● **PROMPT 1**
Reproduce the part of the EURAXESS North America article that begins at the words "Of those Europeans, a" and ends after "fit into this?".
● **PROMPT 2**
Answer these questions using the EURAXESS North America article:
(a) How many European researchers now reside in the USA?
(b) Who are the leaders of the EURAXESS North America project?
(c) How many main pillars does EURAXESS have?
● **PROMPT 3**
Write the next part of the EURAXESS North America article, picking up after its last sentence.
** start DOCUMENT SEGMENT **
EURAXESS North America: Taking European research worldwide
Back in 1492, a Spanish expedition headed by Christopher Columbus saw the first Europeans reaching the shores of the United States of America. Over five hundred years later, a lot has changed, but the number of Europeans travelling to and from North America is a figure that just keeps on growing.
Of those Europeans, a significant proportion are scientists, with over 100,000 European researchers now residing in the USA. This influx has had a fantastic impact on science, due to the nature of the discipline and its reliance on collaboration.
At the heart of this, EURAXESS North America pulls a lot of the strings. Through its community of over 5,000 researchers, managers and students, the organisation works tirelessly to transfer information between researchers either side of the pond, and maintain the collaborative science effort between Europe and the rest of the world.
We spoke to the project’s leaders – Dr Dimah Mahmoud and Viktoria Bodnarova – to find out more about the fantastic work they do, and why supporting European researchers in North America is so important.
Hi Dimah and Viki! Can you briefly explain the aims of EURAXESS? How does EURAXESS North America fit into this?
VB: Backed by the European Union and its Member States, EURAXESS – Researchers in Motion is a unique pan-European initiative delivering information and support services to professional researchers, while enhancing scientific collaboration between Europe and the rest of the world. Our target audience are researchers, universities/academic institutions, entrepreneurs and businesses. In general, EURAXESS has four main pillars:
- Jobs & Funding – Providing researchers and innovators of all nationalities and scientific domains, as well as research managers, with a platform to look for job vacancies, funding and hosting offers in academia and industry in Europe.
** end DOCUMENT SEGMENT **
** start DATA LINES **
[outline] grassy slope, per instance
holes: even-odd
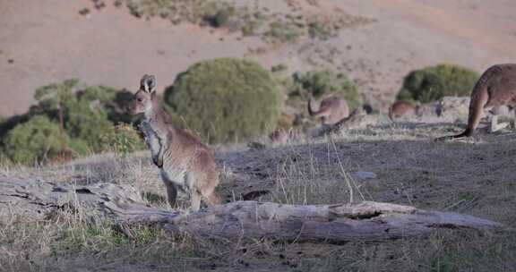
** end DATA LINES **
● **TASK ANSWER 1**
Of those Europeans, a significant proportion are scientists, with over 100,000 European researchers now residing in the USA. This influx has had a fantastic impact on science, due to the nature of the discipline and its reliance on collaboration.
At the heart of this, EURAXESS North America pulls a lot of the strings. Through its community of over 5,000 researchers, managers and students, the organisation works tirelessly to transfer information between researchers either side of the pond, and maintain the collaborative science effort between Europe and the rest of the world.
We spoke to the project’s leaders – Dr Dimah Mahmoud and Viktoria Bodnarova – to find out more about the fantastic work they do, and why supporting European researchers in North America is so important.
Hi Dimah and Viki! Can you briefly explain the aims of EURAXESS? How does EURAXESS North America fit into this?

● **TASK ANSWER 2**
(a) Over 100,000.
(b) Dr Dimah Mahmoud and Viktoria Bodnarova.
(c) Four.

● **TASK ANSWER 3**
- Information & Assistance – We have Service Centers in 40 European countries offering free services for scientists and their family members to facilitate relocation from their home country to a European one. Scientists get personalised help on topics such as accommodation, visas & work permits, health care, taxation etc.
- Partnering – This is a collaboration tool designed to allow registered users of the EURAXESS portal to search for both individuals and research organisations/businesses to explore various angles and possibilities of partnership or collaborative projects.
- EURAXESS Worldwide – This is where we come in. This is essentially the networking arm of EURAXESS – supporting and facilitating researchers’ efforts in connecting or collaborating with European researchers and institutions alike.
Take EURAXESS North America for example. Our aim is two-fold: firstly, to provide information about European fellowships, grants and calls for proposals for researchers of all nationalities, experience and scientific fields including social sciences and humanities; and secondly, connect and network European scientists based in Canada and the US to the European Research Area through a platform called European Scientific Diasporas in North America.
A large part of EURAXESS North America’s activities aims to promote opportunities in Europe to researchers working in the US and Canada. Why is this important?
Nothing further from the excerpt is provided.